§ **What the task asks**: Set the data down again, exactly as it reads, but without the pictures.

Entries taken from a collection:
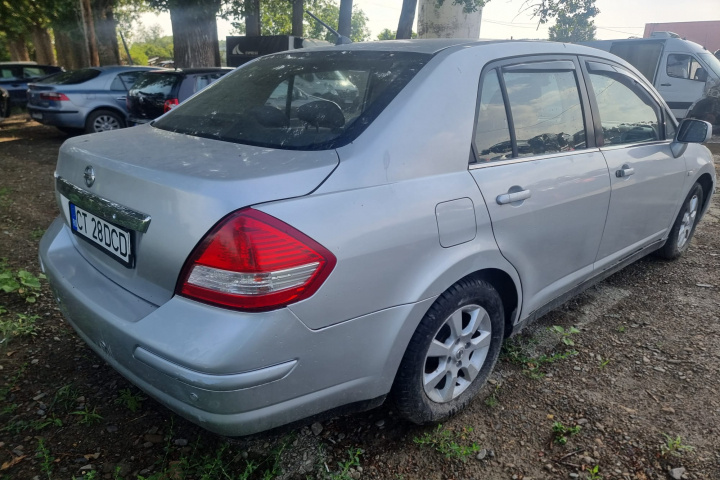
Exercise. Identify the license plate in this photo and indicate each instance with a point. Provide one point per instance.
(111, 239)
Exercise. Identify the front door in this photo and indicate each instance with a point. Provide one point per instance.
(545, 184)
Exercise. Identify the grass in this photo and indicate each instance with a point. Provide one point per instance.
(565, 334)
(561, 432)
(133, 401)
(444, 441)
(88, 417)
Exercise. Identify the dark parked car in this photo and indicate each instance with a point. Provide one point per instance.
(159, 91)
(4, 104)
(14, 77)
(90, 99)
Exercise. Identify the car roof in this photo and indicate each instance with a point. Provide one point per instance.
(193, 70)
(434, 46)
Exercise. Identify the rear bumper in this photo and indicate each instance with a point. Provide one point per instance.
(58, 118)
(232, 373)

§ **Solution to this exercise**:
Exercise. Identify the license plate in this photo and indicate each instance with a point. Provide one point per instance.
(111, 239)
Exercise. Identify the front door in this photo and indicate each instance with a point. Provide one point per instance.
(545, 184)
Exercise. Identify the grass in this photo and indicate each instance with a point. Provide one point per instance.
(565, 334)
(561, 432)
(133, 401)
(444, 441)
(88, 417)
Exercise. Identify the dark parked car in this photo and indicate each instance with a point. Provide one point per instance.
(159, 91)
(4, 104)
(14, 77)
(90, 99)
Exercise. Identify the car roof in this photo and indicate each instance with a point. Provide one point per instance.
(193, 70)
(434, 46)
Exercise. Identify the rear bumper in this photo and indicate each instance with a point. Provide one point per instance.
(58, 118)
(232, 373)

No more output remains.